• WHAT IS EXPECTED: Gather each line of the records below that contains the string "point". Case counts.

• STORED ROWS:
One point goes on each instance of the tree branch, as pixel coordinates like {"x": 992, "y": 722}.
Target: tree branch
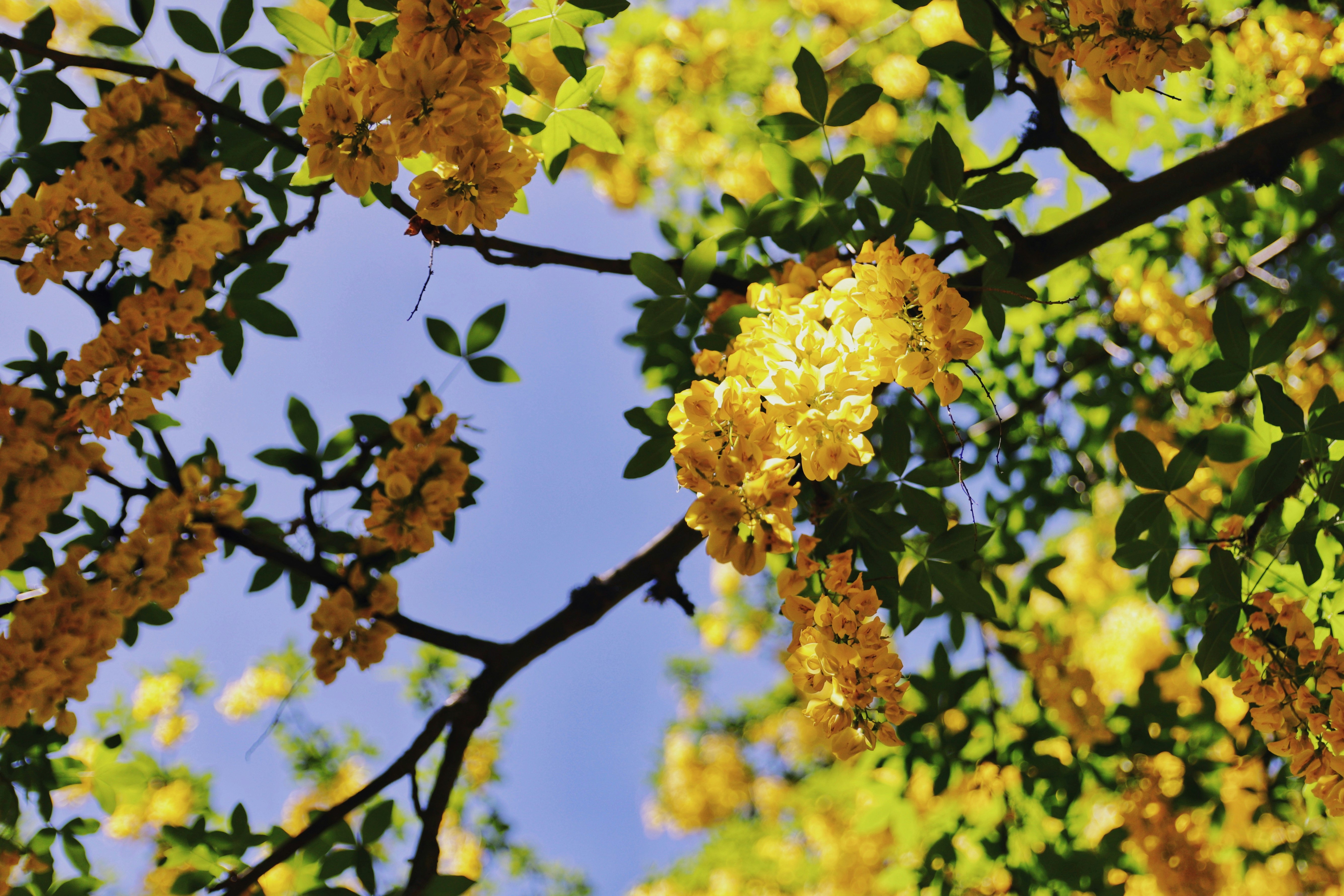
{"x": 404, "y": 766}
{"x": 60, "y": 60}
...
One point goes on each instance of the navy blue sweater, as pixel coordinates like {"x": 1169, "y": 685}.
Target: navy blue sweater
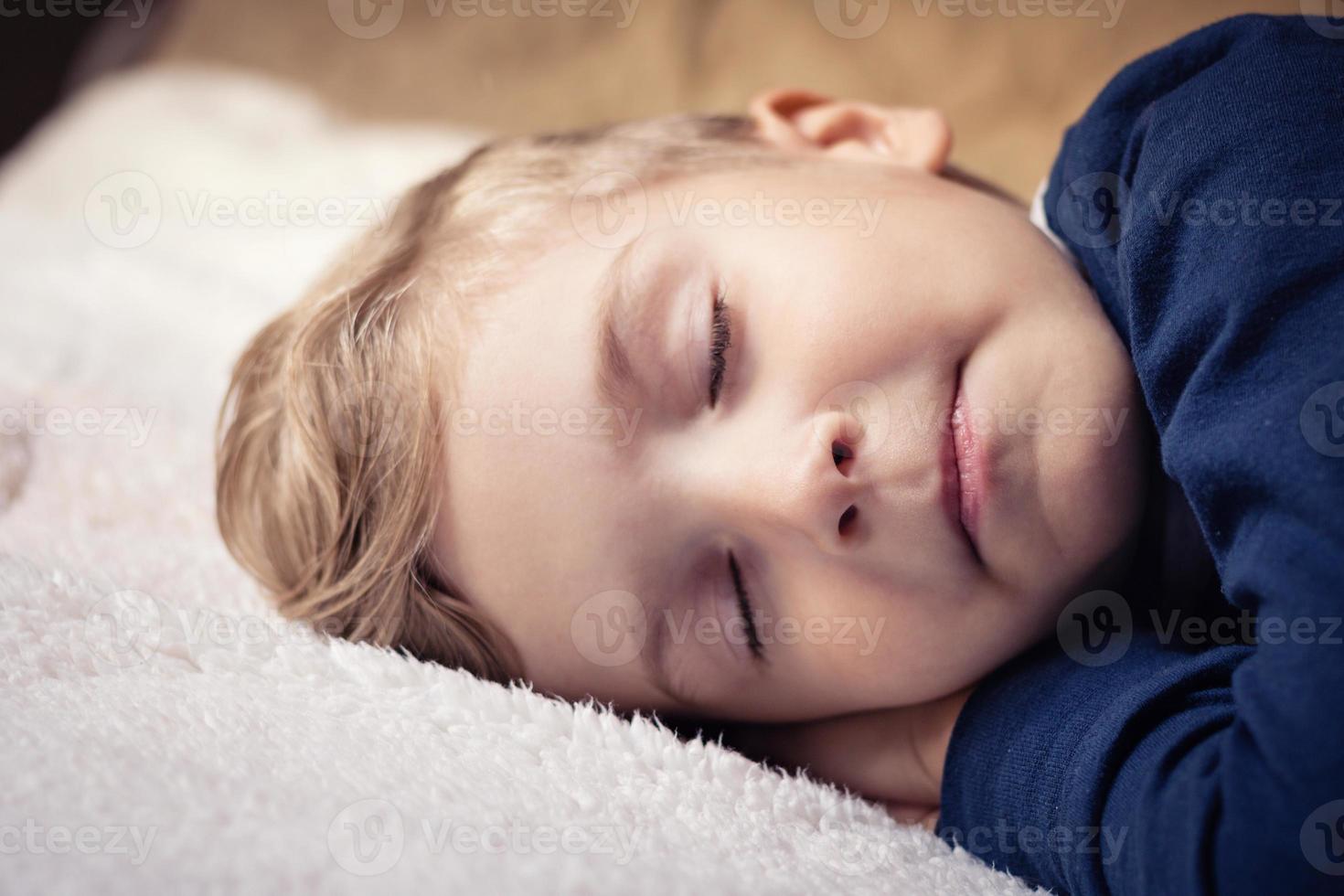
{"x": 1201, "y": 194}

• RESULT OF THE TASK:
One point goes on each instance of the tree branch, as pixel coordinates like {"x": 992, "y": 722}.
One point goes on each instance of the navy blue sweater, as pixel coordinates like {"x": 1169, "y": 685}.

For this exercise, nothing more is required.